Short exercise
Return all of the entries exactly, with nothing added or left out.

Data provided
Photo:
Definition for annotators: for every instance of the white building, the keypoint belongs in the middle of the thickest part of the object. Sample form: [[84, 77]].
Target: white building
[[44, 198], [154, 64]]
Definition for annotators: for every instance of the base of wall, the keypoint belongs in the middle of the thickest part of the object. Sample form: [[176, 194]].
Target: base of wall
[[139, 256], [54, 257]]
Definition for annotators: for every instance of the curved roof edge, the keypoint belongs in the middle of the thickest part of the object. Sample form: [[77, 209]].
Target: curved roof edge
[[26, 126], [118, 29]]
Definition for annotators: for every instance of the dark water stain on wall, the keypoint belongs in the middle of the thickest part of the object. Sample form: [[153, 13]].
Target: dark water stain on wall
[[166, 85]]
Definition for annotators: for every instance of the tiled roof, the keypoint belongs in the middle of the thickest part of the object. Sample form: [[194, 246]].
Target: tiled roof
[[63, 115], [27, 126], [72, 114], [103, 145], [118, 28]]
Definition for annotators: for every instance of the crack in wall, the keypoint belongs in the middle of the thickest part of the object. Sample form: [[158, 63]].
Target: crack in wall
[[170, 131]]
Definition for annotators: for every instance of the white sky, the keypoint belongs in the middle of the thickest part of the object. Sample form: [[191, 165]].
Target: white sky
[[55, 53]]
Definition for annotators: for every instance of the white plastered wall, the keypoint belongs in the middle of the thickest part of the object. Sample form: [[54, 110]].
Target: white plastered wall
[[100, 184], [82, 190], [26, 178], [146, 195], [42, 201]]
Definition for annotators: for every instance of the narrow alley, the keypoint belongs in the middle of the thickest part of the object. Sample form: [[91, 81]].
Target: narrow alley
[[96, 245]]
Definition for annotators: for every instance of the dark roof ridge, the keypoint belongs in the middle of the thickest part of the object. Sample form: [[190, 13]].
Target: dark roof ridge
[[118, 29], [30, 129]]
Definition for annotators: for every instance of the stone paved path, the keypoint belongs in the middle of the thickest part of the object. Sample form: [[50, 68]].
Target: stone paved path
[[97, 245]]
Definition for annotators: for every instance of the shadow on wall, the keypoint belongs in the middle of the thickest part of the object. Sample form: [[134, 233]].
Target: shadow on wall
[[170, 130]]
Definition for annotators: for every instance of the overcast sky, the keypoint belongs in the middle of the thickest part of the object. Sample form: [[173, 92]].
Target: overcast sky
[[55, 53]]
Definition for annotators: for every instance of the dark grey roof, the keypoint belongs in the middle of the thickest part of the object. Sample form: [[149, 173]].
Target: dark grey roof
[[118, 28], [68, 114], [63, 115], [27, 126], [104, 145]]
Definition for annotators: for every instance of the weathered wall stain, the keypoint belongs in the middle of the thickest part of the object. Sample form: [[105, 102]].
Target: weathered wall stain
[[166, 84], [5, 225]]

Solution below
Photo:
Definition for annotators: for every instance of the white building, the keypoint belongs in the middle of the thickest part of the object. Sample form: [[84, 77]].
Target: white building
[[44, 198], [154, 64]]
Definition for annotators: for every instance of the base of wall, the keypoint belongs in the middle of the thickest part of the object. Sample form: [[176, 194]].
Target: base of wall
[[139, 256], [54, 257]]
Definition for annotators: for every instance of the curved roof edge, the keypoint belongs in the middle of the thickest part of the object. Sample form: [[77, 209]].
Target: curved roof edge
[[26, 126], [118, 29]]
Definition for annotators: for every instance of the dark water stain on wall, the keypoint belongs in the middle of the thickest part of the object. Sample form: [[153, 13]].
Target: dark water stain on wall
[[166, 85]]
Definition for annotators: for every instance of the tiled roof, the keypoint belongs in the middle of the thickest part of the object. Sample form: [[194, 246]].
Target: tiled roof
[[63, 115], [27, 126], [72, 114], [103, 145], [118, 28]]
Definition for annotators: for every instance of the crack in wall, the keypoint belongs in the middle of the thickest part of the object. Sample form: [[158, 63]].
Target: crack in wall
[[170, 131]]
Definition for annotators: for every instance of the white sky, the keypoint belongs in the middle of the thickest part of the object. Sample form: [[191, 165]].
Target: white sky
[[55, 53]]
Definition for annotators: for every instance of the white plastered wall, the keypoint belongs in the middle of the thickest part of the object. Sample form: [[54, 110]].
Target: white plastered wall
[[100, 184], [82, 190], [26, 178], [146, 195], [42, 201]]
Definition for annotators: for every instance of the narrow alley, the keypoint belongs in the middle of the thickest part of the object. Sample form: [[91, 81]].
Target: narrow alley
[[96, 245]]
Definition for annotators: for every instance of the dark roof ridge, the keypoint belongs in the middle of the thickest part of the object. Sample form: [[190, 13]].
Target: dark roof ridge
[[118, 29], [30, 129]]
Definition for annotators: for every instance of the stone paved path, the keypoint belongs in the middle of the thickest part of the object. Sample form: [[50, 68]].
Target: stone paved path
[[97, 245]]
Definition for annotators: for every instance of the shadow on wall, the keypoint belongs in the middle of the thickest part of the object. Sample form: [[134, 233]].
Target: shadow on wall
[[170, 130]]
Definition for annotators: for every instance of the overcast sky, the keypoint belongs in the middle of the thickest part of the object. Sample form: [[173, 92]].
Target: overcast sky
[[55, 53]]
Definition for annotators: for every instance of the dark grey roof, the keypoint belongs in the middle of the thickest part of the object. Sample form: [[149, 173]].
Target: dark grey roof
[[118, 28], [68, 114], [63, 115], [27, 126], [104, 145]]
Definition for annotators: for every instance of the weathered wall stain, the keypoint belongs in the middle of the thickest part of the object. Sample form: [[105, 102]].
Target: weathered wall stain
[[166, 84], [5, 225]]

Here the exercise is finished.